Problems to work on:
1. Summarize the travel post in two sentences.
2. Transcribe the travel post word for word from "Friday, 25 October" to "fashioned rip off.".
3. Write the next part of the travel post, picking up right after its final sentence.

Supplied passage:
Friday, 25 October 2013


A taxi the next morning got me to the local bus terminal Purabaya where I boarded for Malang, it was actually a very easy process, almost too painless and not challenging enough, but take the easy ones when you can.  In a couple of hours I was at the next terminal in Malang, just ripe for a good old fashioned rip off.  

I had no choice but to take the only transport available and bargained as hard as I could, walking off up the street before we both finally caved and agreed on a price.  Now that I know the angkot routes I could probably use the local transport next time, but i had no idea which one to take on arrival. 

I checked into the Armyn Guesthouse, once again booked through Agoda and was pleasantly surprised, this is a really great guesthouse with exceptional service and little extras that made for a great stay.  

I highly recommend the place if you are visiting Malang, and you should, it ended up being probably my favourite area of Java, though I haven't been everywhere yet.  So many amazing places to explore in the area if you're not scared to grab a scooter and go looking, as usual I did plenty of that.

I met up with a good friend of mine, Yuni, a sweet local girl studying chemical engineering at university, with a great sense of humour and a thirst for adventure.  She was never scared or reluctant to go exploring and would try almost anything.  We hung out in Malang for a couple of days seeing a few local sights before making the spectacular journey to the almighty Mt Bromo, icon of East Java. 

To be honest i had never heard of the place until about a month earlier when Yuni suggested it, turns out people from all over the world come here to see it and i'm certain they don't go away disappointed.


My flight gets delayed and as I’m hoping to catch the footy in Surabaya,  this is not good news,  an hour of playing 'The Walking Dead' on the Ipad sees us finally board and take off to Java.

     Seeing Surabaya from the air is quite amazing, it’s a huge sprawling city ,  don’t quote me, but a guy i spoke to here, claims it to be the 2nd or largest industrial city in the southern hemisphere..?

  By the time i land, get to the hotel and check in, its after 10pm.  I'll throw in a plug for the black pepper chicken at the Olympic Hotel where i stayed, because it was that good,  I later find out that the Olympic Hotel is actually known as a short-time hotel in Surabaya.  Google it if you don't know what that means!

It’s Ramadan in Indo,  a bad time to be here for a pisshead like myself,  no bars open and expensive domestic travel, luckily for me, I have a great nose for finding places to drink!   
I see a bunch of taxi guys all sitting around, I say 'can go 15 Palms'?    ‘ ya ya,  we know , we know.  15 palms’,   ok this is too easy.....   hehe   sure.  

  So around 40 minutes later,  after a quite extensive tour of the city,   we end up at the Surabaya army base...???   'yes,  yes,  this is Priti Par?!    (or something like that sounds like 15 palms). What the fuck dude?   I’m a bule in Surabaya,  with a backpack, do I look like I wanted to go to the bloody army base?!   haha  Not sure who is more confused, me, the taxi guy, or the bunch of soldiers all starting to take an interest in the crazy bule who turned up for a 'visit'!

[Data items]
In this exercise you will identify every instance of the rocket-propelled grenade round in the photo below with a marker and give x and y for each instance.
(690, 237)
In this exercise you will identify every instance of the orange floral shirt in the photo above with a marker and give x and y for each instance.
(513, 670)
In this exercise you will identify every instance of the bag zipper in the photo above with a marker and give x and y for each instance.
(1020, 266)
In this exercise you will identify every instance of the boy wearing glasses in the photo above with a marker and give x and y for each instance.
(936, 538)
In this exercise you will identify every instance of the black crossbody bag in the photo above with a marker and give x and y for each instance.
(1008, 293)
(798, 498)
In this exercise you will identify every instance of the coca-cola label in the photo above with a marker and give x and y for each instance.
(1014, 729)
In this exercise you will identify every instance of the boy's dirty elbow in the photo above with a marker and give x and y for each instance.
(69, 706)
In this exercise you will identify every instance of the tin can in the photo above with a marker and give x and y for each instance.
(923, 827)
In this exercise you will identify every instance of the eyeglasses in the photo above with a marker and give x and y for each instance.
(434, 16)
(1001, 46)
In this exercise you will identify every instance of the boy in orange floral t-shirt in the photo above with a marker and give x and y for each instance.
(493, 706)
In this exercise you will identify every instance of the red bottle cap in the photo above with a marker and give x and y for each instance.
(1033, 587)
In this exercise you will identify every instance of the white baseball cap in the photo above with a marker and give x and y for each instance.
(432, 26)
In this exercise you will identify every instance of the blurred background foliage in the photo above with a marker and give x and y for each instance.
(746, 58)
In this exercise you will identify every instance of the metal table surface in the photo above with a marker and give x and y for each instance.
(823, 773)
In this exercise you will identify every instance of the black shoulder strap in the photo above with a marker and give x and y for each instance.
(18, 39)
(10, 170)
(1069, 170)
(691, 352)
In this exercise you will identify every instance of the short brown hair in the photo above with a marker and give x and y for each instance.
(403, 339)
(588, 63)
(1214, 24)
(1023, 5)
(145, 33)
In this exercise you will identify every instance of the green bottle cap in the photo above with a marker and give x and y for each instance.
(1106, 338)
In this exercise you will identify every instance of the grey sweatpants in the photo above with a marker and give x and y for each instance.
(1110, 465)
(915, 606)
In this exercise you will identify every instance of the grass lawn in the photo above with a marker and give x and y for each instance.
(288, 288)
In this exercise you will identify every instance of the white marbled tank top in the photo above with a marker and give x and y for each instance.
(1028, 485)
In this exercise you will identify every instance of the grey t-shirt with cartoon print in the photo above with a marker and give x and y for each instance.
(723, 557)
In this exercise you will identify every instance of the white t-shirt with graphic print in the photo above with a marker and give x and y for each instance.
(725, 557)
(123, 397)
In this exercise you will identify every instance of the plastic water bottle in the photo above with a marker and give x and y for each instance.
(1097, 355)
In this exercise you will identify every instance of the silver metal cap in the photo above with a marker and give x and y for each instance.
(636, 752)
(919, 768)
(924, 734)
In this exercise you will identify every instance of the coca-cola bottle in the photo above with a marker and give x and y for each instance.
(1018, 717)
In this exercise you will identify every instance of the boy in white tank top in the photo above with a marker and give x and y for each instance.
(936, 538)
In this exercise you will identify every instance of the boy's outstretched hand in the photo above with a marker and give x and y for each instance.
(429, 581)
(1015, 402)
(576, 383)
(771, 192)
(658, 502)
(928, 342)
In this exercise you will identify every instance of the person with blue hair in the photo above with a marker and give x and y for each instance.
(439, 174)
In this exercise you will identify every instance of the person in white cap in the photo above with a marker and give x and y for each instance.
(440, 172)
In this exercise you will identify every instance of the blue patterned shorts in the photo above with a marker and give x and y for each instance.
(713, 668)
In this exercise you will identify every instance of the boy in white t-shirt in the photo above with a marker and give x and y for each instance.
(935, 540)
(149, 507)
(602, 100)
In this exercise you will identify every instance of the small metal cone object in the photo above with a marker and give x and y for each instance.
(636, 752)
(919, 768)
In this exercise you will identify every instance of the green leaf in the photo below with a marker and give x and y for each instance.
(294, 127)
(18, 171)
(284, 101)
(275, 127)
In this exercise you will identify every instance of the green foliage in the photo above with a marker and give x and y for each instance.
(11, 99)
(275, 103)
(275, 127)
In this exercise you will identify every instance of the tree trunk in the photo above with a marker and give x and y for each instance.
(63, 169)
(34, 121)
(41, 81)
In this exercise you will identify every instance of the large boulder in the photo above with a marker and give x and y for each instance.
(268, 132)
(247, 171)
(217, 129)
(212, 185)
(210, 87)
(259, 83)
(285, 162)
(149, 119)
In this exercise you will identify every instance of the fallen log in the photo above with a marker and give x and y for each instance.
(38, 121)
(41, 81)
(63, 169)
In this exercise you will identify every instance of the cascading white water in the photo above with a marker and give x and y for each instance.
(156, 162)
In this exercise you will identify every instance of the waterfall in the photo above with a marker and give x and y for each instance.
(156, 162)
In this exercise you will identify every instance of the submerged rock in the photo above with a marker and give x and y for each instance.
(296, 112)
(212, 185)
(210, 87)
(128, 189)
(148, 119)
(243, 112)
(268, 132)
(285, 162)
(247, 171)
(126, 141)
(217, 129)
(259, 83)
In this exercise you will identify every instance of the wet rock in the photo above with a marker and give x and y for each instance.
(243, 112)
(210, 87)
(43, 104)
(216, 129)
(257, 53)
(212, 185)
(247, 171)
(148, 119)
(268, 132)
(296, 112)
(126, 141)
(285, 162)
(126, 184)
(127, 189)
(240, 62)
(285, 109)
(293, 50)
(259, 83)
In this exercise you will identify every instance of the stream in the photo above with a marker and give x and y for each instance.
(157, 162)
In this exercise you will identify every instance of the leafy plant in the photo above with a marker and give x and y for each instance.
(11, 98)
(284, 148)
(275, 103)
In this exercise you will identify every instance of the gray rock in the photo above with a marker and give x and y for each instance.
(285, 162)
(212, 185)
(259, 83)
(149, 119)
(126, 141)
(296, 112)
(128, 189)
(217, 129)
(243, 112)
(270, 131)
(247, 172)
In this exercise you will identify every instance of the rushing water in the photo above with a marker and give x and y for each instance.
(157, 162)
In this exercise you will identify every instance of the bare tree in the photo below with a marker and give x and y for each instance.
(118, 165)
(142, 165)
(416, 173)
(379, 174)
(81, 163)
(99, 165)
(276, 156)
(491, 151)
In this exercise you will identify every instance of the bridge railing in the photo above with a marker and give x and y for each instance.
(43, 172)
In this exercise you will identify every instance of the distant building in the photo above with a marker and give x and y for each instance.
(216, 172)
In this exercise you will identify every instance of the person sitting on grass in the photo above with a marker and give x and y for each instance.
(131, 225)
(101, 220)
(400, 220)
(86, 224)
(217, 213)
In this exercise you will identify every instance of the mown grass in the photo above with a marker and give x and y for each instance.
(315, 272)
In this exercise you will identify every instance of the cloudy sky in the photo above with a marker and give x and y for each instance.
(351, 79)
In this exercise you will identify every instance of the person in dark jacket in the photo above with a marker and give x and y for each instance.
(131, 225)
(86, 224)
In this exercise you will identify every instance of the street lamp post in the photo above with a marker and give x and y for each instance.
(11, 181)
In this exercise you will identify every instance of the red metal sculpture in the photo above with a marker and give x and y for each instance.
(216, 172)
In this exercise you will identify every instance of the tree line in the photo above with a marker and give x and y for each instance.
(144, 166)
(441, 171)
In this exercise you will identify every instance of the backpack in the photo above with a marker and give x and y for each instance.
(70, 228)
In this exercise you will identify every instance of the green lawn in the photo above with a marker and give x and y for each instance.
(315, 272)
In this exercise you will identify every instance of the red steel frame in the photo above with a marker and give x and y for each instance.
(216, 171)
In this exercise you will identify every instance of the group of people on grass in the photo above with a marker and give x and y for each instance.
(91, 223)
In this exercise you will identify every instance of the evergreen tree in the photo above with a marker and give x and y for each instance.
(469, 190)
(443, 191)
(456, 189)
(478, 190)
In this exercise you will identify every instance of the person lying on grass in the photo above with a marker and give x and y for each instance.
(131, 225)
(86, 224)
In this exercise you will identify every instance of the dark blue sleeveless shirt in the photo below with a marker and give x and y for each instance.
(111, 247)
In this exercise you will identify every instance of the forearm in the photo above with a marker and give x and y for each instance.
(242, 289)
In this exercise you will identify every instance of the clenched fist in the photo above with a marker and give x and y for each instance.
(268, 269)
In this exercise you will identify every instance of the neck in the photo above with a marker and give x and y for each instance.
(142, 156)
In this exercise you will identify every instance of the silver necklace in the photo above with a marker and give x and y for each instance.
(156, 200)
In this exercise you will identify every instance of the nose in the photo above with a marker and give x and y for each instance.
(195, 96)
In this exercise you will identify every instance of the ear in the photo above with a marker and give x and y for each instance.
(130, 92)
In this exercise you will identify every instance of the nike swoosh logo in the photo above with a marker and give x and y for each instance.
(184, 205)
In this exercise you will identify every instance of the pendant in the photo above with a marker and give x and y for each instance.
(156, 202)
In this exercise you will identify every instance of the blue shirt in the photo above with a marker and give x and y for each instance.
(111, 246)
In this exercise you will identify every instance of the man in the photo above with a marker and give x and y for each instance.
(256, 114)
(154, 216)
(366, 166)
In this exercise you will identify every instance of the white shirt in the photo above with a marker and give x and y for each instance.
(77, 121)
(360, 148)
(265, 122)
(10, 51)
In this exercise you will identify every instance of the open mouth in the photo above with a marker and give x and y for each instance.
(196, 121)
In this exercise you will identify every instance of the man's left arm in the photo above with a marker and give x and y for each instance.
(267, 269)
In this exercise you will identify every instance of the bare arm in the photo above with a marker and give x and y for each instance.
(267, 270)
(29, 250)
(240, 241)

In response:
1. The writer takes a bus from the Purabaya terminal to Malang, stays at the highly recommended Armyn Guesthouse, and explores the area with a local friend, Yuni, before the trip to Mt Bromo. Another part describes a delayed flight into Surabaya during Ramadan and a taxi ride meant for 15 Palms that ends up at the Surabaya army base.

2.
Friday, 25 October 2013


A taxi the next morning got me to the local bus terminal Purabaya where I boarded for Malang, it was actually a very easy process, almost too painless and not challenging enough, but take the easy ones when you can.  In a couple of hours I was at the next terminal in Malang, just ripe for a good old fashioned rip off.

3.
  Oh well,  a couple of phone calls later and we're off to 15 Palms to watch the footy, this is still no easy feat and I’m getting sorta pissed off by now,  but we finally make it and to be honest, when i stood out the front, i thought 'what the hell is this shithole'.

  The place looks closed, blacked in windows,  one of which has a hole in it,  and pretty much an eery ghost town feel about it.  I find out later this is due to them supposed to have been shut during Ramadan.

Never one to shy away from a dodgy looking bar, I cautiously open the door,   a gasp goes up around the room, they are amazed at the newcomer, I’m simply amazed there are people inside! 

  You can almost hear the whistling and see the tumbleweed roll past...     but I am quickly and warmly welcomed by a great bunch of guys,  who are just amazed more than anything that a newbie has found the joint,   they are later more astounded that I just happen to be in town 'on holidays'!   

Unheard of around here apparently,  great news for me,   I love being the only tourist around.   The locals down the street, in the shops,  pretty much everywhere all stare and want to chat,  and are extremely friendly and curious.

I spend the next couple of nights at 15 palms, mainly to watch the footy, but i have also met some great contacts and new friends here, locals , expats and travellers.  Some local guys take me out on my last night in town for beers and delicious bbq pork they had been raving about,  it was a great night, i love getting the proper local experience. 

The boys drove me home afterwards which was much appreciated as it was a decent cab fare back across town, we bid fond farewells as if old long lost friends, I love these chance encounters in foreign lands.


There are a few more adventures that happened back home, like getting caught out camping at our islands in one of the worst storms i have been in, that resulted in probably my roughest night outdoors followed by an extremely shit ride back to town in the boat.  But i'll keep the story going abroad and begin my Indonesian tales...

So I’ve landed in Bali around lunchtime, the usual process, step out of the airport into stifling heat, humidity and that 'Indo' smell in the air.   I set off to my hotel,  possibly the cheapest room in town,  well aside from the ones with no aircon, tv or hot water...   but really,  I do have standards,  not many,  but i do have some.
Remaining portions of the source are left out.